- ASSIGNED TASK -
In the passage on the Prologue to John, list every specific thing that the sentences beginning with "Our" say changes.

- SOURCE PASSAGE -
______

So the Prologue to John is the celebration of light over darkness, life over death. This true light offers “grace upon grace” to a world that is all too ruthless and indifferent. It holds up “grace and truth” in a world filled with lies and deception. It lifts up witnesses to the truth like John the Baptist, even when all too often the likes of Herod and Pontius Pilate hold sway. The Prologue calls us to join John the Baptist in witnessing to “the light of all people.”
If ever there were hopeful and encouraging words, it is this hymn. What could be more astonishing than this claim: “The light shines in the darkness and the darkness did not overcome it”? And so we believe that Jesus lives, despite what the darkness did to him. Jesus is risen to reign even still as the light of the world. He is risen, he is risen indeed, shining above the darkness. That is the heart of the Good News.
If we trust that promise, if we believe that word, everything changes. Our attitude about the future changes. Our fear of evil and suffering and even death changes. Our anxiety about the condition of the world changes. A global pandemic is not the last word. Warfare is not the final word. Nor is the conflict in your own family. Because we believe this promise, we are of good cheer trusting that the light will be victorious. We offer our light to the world knowing its power-the light shines in the darkness and darkness cannot overcome it.

______

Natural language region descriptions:

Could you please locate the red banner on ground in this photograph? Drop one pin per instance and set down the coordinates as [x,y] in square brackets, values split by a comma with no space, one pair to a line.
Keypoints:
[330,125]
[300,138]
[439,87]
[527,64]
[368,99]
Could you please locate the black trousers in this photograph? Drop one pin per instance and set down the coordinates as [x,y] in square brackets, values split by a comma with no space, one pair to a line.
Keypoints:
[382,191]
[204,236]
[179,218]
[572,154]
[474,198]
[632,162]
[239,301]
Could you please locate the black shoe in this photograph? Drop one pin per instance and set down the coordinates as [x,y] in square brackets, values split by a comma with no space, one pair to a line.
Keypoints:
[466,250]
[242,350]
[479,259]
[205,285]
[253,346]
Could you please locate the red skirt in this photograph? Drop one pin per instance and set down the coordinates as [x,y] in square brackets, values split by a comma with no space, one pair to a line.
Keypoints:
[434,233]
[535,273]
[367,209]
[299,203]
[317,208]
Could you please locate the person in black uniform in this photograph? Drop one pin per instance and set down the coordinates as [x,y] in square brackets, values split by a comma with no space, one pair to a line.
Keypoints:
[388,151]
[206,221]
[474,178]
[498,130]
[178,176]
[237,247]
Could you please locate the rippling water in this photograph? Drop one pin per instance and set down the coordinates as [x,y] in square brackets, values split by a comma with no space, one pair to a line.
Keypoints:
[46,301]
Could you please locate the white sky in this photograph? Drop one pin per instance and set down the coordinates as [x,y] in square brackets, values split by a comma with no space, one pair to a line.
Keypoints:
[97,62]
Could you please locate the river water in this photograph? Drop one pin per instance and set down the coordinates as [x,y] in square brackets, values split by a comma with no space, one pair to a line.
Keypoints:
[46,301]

______

- ANSWER BOX -
- Our attitude about the future
- Our fear of evil and suffering and even death
- Our anxiety about the condition of the world